**Document excerpt**.
....................

Once we started climbing I realised that up till then I hadn’t even taken the time to look out the window at anything non-safety related, so I took a moment to see what it was I was climbing over.

What it was was Heaven on earth.

As far as I could see were snow-capped mountains, rising dramatically, almost tumultuously from the ground, separated by lusciously green and fertile valleys; if they’d put this scene in Gone With The Wind audiences would have thought it too perfect not to be a painted backdrop; mountainsides dotted with houses and hidden valleys peppered with tiny, sparkling clear Alpine lakes.

The view was so enchantingly everything I had hoped it would be that I almost forgot to start taking photographs, and cursing the perspective of the camera for not being able to do this magnificent canvas anything close to justice. We circled a bit to the east for some pictures, and then entered the Valley of the River Inn and made the left turn towards Innsbruck.

The approach to Innsbruck from the west is a little, shall we say, democratic: controllers seem to point everyone towards the field and then ask people to circle just west of it until cleared for final. It was such a magnificent day that I didn’t mind at all staying up for a bit, but I hadn’t had much experience in pulling 360s in the middle of a canyon – nor ever really given much thought to my turning radius in a Cessna!

“Can we make a 360?” I asked Kees, who looked at me with total disbelief in his eyes.

“Yeah, you’ve got room. I was just noticing that little Piper back there below us!”

But Innsbruck had us stacked perfectly, and everyone was safe. Their idea of ‘separation’ might be slightly different from what I’m used to, but it works pretty well.

Nick By The Plane
I was cleared for landing on runway 08 with wind 010 at 8 kts, about as perfect a welcome as I could have wanted. Here’s when I learned one of the perks of being PIC – you can demand you be the one to land, even if the guy next to you has a commercial ticket!

Heart of the Tirol
Innsbruck sits in the heart of the Tirol region, which is known far and wide as having an abundance of outdoor activities. There are possibilities for all levels and ranges of hiking, climbing, skiing, swimming, trekking, tramping, snowshoeing and snowboarding, as well as fishing in the multitudinous rivers and streams. And as kayakers and white water rafters whizz by on the rivers, paragliders, hang gliders, and hot air balloons float through the sky.

Don’t worry, more traditional, less bone-crunching attractions will keep you cheerfully occupied: stunningly opulent Rococo architecture, the dramatic views from atop the Hungerburg, which you ascend by cable-car in stomach-tingling delight. Innsbruck’s royal Kaiserliche Hofburg and jaw-dropping Goldenes Dachl are must sees. The early 18th century saw what amounted to a Baroquing contest, drawing artisans from across Europe, including the brothers Asam, to bedazzle the region’s churches.

The stunning views stem from Innsbruck’s fortuitous location in the valley of the Inn River (the town grew originally around the “bruck” that crossed it), nestled perfectly between the Karwendel and the Tuxer Vorberge. This location means that only a fool will escape without beautiful photographs of dramatic cliffs of the nearby mountains.

....................

**Extracted information**.
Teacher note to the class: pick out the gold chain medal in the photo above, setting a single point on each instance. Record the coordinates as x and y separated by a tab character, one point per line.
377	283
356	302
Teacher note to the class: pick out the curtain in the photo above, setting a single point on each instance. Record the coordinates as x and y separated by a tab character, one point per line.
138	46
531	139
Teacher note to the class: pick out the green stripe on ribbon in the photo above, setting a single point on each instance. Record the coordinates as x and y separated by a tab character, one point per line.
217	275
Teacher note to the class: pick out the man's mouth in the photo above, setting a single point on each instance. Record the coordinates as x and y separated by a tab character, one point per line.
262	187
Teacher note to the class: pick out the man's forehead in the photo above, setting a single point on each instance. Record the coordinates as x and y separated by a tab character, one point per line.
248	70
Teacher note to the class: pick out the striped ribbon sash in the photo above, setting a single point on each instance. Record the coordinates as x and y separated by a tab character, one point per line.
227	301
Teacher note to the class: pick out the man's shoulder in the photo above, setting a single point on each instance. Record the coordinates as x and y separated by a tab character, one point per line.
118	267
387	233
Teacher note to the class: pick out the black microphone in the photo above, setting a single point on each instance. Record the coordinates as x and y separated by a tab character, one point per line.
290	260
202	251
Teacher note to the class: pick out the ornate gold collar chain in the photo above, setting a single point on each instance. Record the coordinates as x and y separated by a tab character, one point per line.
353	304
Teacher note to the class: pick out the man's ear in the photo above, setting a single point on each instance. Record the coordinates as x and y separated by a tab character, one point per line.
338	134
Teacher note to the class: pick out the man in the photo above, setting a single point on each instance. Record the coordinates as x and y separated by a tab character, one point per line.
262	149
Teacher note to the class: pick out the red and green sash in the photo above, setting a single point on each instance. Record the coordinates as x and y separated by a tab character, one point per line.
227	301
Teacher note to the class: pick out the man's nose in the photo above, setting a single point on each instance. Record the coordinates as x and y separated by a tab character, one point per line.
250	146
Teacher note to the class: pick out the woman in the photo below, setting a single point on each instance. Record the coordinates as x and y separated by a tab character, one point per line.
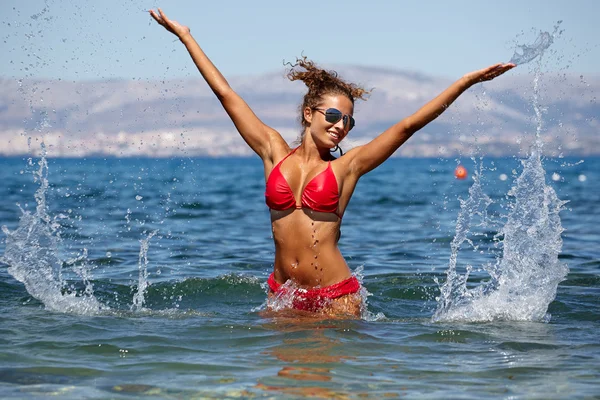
307	189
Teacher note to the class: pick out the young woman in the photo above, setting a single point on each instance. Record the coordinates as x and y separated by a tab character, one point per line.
307	189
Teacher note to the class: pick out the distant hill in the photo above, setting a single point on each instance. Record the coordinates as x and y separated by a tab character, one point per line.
183	118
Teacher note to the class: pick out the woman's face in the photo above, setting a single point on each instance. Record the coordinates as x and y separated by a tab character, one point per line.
328	134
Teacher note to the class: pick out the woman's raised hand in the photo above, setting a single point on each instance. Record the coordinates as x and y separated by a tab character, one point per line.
172	26
489	73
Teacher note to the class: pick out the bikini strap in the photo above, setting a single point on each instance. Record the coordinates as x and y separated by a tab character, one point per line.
285	158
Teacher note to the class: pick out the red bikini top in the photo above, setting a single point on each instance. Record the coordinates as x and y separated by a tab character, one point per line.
320	194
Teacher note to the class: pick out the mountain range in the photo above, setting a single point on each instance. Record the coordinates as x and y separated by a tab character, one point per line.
181	117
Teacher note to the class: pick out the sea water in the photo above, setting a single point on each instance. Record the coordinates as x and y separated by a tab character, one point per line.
139	277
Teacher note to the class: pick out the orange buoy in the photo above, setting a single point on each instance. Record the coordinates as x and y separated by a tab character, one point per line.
460	172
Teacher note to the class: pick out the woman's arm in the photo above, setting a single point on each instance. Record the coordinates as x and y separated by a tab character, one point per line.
365	158
258	135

....................

**Given request 1**. In the Innsbruck flight account, what wind was reported when the landing clearance was given?
**Given request 2**. From the Innsbruck flight account, list everything it says floats through the sky.
**Given request 3**. Copy the part of the Innsbruck flight account that opens with the words containing "Nick By The" and closes with "through the sky.".

**Solution 1**. Wind 010 at 8 kts.

**Solution 2**. Paragliders, hang gliders, and hot air balloons.

**Solution 3**.
Nick By The Plane
I was cleared for landing on runway 08 with wind 010 at 8 kts, about as perfect a welcome as I could have wanted. Here’s when I learned one of the perks of being PIC – you can demand you be the one to land, even if the guy next to you has a commercial ticket!

Heart of the Tirol
Innsbruck sits in the heart of the Tirol region, which is known far and wide as having an abundance of outdoor activities. There are possibilities for all levels and ranges of hiking, climbing, skiing, swimming, trekking, tramping, snowshoeing and snowboarding, as well as fishing in the multitudinous rivers and streams. And as kayakers and white water rafters whizz by on the rivers, paragliders, hang gliders, and hot air balloons float through the sky.